Task description ::
Copy the whole listing below line for line, changing nothing.

━━ Records to process ━━

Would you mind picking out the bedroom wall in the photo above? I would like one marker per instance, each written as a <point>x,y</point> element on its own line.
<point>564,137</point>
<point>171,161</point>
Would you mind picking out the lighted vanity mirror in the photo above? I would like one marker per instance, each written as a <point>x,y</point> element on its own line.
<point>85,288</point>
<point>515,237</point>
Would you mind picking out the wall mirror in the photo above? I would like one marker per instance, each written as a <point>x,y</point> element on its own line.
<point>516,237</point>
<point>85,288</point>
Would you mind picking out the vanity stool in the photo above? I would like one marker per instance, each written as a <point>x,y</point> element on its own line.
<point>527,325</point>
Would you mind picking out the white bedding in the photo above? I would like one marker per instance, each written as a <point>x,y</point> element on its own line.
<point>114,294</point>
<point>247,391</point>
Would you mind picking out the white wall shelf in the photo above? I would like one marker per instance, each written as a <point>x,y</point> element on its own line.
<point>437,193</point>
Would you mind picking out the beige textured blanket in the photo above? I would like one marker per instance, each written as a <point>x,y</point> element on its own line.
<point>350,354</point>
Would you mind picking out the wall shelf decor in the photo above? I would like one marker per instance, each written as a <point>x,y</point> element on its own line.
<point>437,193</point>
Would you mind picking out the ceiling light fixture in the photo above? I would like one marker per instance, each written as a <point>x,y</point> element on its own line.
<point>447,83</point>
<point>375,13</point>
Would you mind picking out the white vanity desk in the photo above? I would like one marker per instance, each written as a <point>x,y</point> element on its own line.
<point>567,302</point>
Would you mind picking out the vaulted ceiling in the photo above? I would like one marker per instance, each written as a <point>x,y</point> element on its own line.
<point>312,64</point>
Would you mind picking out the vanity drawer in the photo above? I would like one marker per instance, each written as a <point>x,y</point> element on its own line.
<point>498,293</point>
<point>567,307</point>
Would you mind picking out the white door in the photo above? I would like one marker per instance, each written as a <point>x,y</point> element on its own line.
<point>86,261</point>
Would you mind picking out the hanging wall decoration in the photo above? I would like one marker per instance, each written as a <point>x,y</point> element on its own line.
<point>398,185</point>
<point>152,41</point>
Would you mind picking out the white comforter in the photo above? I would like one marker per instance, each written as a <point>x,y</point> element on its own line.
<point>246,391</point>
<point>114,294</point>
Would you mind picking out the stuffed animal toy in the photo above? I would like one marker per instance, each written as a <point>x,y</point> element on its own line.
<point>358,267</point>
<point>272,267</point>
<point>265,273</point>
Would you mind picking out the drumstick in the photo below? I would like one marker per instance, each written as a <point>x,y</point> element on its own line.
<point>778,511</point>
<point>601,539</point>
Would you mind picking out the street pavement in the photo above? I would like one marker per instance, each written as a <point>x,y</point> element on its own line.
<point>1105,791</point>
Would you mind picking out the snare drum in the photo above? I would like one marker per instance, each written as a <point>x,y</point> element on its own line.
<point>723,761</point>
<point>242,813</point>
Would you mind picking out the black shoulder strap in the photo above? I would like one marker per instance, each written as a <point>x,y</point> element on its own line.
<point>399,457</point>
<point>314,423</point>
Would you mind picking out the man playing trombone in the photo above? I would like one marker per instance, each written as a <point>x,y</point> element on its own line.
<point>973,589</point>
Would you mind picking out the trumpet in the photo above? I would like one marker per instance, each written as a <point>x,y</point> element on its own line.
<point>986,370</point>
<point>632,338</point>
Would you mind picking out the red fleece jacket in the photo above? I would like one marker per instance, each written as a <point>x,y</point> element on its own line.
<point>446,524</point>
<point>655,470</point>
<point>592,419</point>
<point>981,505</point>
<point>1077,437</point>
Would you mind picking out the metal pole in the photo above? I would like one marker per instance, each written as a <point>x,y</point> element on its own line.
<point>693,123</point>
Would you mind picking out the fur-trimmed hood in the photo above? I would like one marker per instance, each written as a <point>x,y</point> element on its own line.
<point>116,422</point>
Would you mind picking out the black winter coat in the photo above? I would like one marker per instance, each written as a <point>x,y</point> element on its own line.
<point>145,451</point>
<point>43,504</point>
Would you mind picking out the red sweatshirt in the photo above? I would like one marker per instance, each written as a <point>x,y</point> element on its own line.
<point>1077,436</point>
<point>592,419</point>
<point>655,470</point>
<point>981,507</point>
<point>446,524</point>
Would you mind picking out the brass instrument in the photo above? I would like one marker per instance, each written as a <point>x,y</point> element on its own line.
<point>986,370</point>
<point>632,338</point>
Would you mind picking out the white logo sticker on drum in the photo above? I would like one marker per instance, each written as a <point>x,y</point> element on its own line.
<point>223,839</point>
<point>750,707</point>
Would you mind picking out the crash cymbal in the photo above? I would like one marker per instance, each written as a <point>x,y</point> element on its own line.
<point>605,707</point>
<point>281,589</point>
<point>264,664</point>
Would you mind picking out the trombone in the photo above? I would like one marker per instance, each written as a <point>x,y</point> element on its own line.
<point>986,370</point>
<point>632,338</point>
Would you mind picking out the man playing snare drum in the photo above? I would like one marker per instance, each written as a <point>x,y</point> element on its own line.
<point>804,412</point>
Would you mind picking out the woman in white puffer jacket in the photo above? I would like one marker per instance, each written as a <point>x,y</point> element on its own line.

━━━

Solved problem ::
Would you mind picking out the bedroom wall in the photo above? I would like one marker per instance, each written as a <point>x,y</point> element on its own line.
<point>564,137</point>
<point>171,161</point>
Would you mind picking out the lighted vanity mirror in the photo above? I would like one marker per instance, each written as a <point>x,y</point> element on its own line.
<point>85,288</point>
<point>515,237</point>
Would you mind picking out the wall mirror in the photo above? I would like one marker per instance, each written as a <point>x,y</point> element on its own line.
<point>516,237</point>
<point>85,288</point>
Would you mind picking out the vanity stool in the photo above? I would like one marker per instance, each written as a <point>x,y</point> element on its own line.
<point>527,325</point>
Would you mind picking out the white bedding in the photo above? I would like one marker per instance, each written as a <point>x,y</point> element on its own line.
<point>114,294</point>
<point>247,391</point>
Would you mind picking out the white wall shelf in the photo above? I would like one marker per instance, each written as a <point>x,y</point> element on its own line.
<point>437,193</point>
Would you mind picking out the beige textured blanket in the photo above? I would like one marker per instance, each written as a <point>x,y</point> element on its own line.
<point>350,354</point>
Would you mind picking out the wall shelf decor in the photo above? I would like one marker per instance, each written as a <point>x,y</point> element on its own line.
<point>437,193</point>
Would you mind picking out the ceiling light fixture in the photo above? I would like one marker per instance, each written as a <point>x,y</point> element on its own line.
<point>447,83</point>
<point>375,13</point>
Would you mind picking out the white vanity desk in the photo above? I would like one marker per instance, each written as a <point>x,y</point> element on its own line.
<point>567,302</point>
Would you mind picking out the vaulted ceiling in the photo above? I would like one marker per instance, each written as a <point>x,y</point> element on its own line.
<point>312,64</point>
Would you mind picking out the vanity drawer in the photo above? I would like one marker per instance, each written as a <point>x,y</point> element on its own line.
<point>498,293</point>
<point>567,307</point>
Would you mind picking out the white door in the photo above? I would like one marker per instance, each written as a <point>x,y</point> element on its own line.
<point>86,261</point>
Would you mind picking out the hanging wall decoration in the photo above? I would like one marker per instance, each written as a <point>x,y</point> element on its own line.
<point>398,185</point>
<point>152,41</point>
Would you mind picking out the white comforter in the photo above? I would like one marker per instance, each written as a <point>x,y</point> element on its own line.
<point>246,391</point>
<point>114,294</point>
Would you mind picking out the stuffed animal toy in the photo above? I would like one marker per instance, each written as a <point>x,y</point> element on its own line.
<point>358,267</point>
<point>272,267</point>
<point>265,273</point>
Would you mind picking out the drumstick in the photo below? I would like one marker per instance, each written as a <point>x,y</point> element on its own line.
<point>778,511</point>
<point>601,539</point>
Would you mind picking out the street pavement in the photo above? I would like one marker per instance, each written as a <point>x,y</point> element on its own line.
<point>1105,791</point>
Would you mind picking out the snare drum in the photo above? I would like one marker per instance, each written as a <point>x,y</point> element on its own line.
<point>723,761</point>
<point>242,813</point>
Would you mind picking out the black shoulder strap in the photo above? I would like one marker per instance, each written as a <point>x,y</point> element on its own line.
<point>399,457</point>
<point>314,423</point>
Would you mind picking out the man playing trombone in the photo above? I would like one marker per instance, each written as a <point>x,y</point> element on its own line.
<point>973,589</point>
Would you mind picking out the trumpet in the photo above? I would like one marker per instance, each written as a <point>x,y</point> element on its own line.
<point>986,370</point>
<point>632,338</point>
Would you mind picking out the red fleece jacket in the photo above? I would like one marker per instance, each written as a <point>x,y</point> element on its own line.
<point>446,524</point>
<point>655,470</point>
<point>592,419</point>
<point>981,505</point>
<point>1077,437</point>
Would you mind picking out the metal pole in the photo above? I would like one marker per instance, each written as a <point>x,y</point> element on its own line.
<point>693,123</point>
Would you mind picking out the fur-trimmed hood in the photo above? I would like one marker per instance, each written as a <point>x,y</point> element on its own line.
<point>116,422</point>
Would you mind picking out the black winter coat in the photo above? I would like one marker per instance, each written as a <point>x,y</point> element on its own line.
<point>145,451</point>
<point>43,504</point>
Would you mind picking out the red sweatshirt in the photo above? I would like one marker per instance, each written as a <point>x,y</point> element on its own line.
<point>1077,436</point>
<point>592,419</point>
<point>655,470</point>
<point>981,507</point>
<point>446,524</point>
Would you mind picking out the brass instrument in the photo above? I would like one marker per instance, each written as a <point>x,y</point> element on its own line.
<point>986,370</point>
<point>632,338</point>
Would you mind picking out the white logo sticker on drum in the photo above? I would like one marker per instance, each written as a <point>x,y</point> element on its own line.
<point>223,839</point>
<point>750,707</point>
Would you mind picking out the crash cymbal in the photo above? I would like one marker per instance, each written as a <point>x,y</point> element on its own line.
<point>605,707</point>
<point>281,589</point>
<point>264,664</point>
Would you mind picking out the trombone in the photo above? I would like one marker per instance, each written as a <point>x,y</point> element on its own line.
<point>986,370</point>
<point>632,338</point>
Would you mind picking out the man playing snare drum in the photo above? I would like one marker per instance, each written as a <point>x,y</point> element on its own line.
<point>804,412</point>
Would you mind picking out the woman in white puffer jacket in the photo above? I would like one marker per instance, each written as a <point>x,y</point> element on its own line.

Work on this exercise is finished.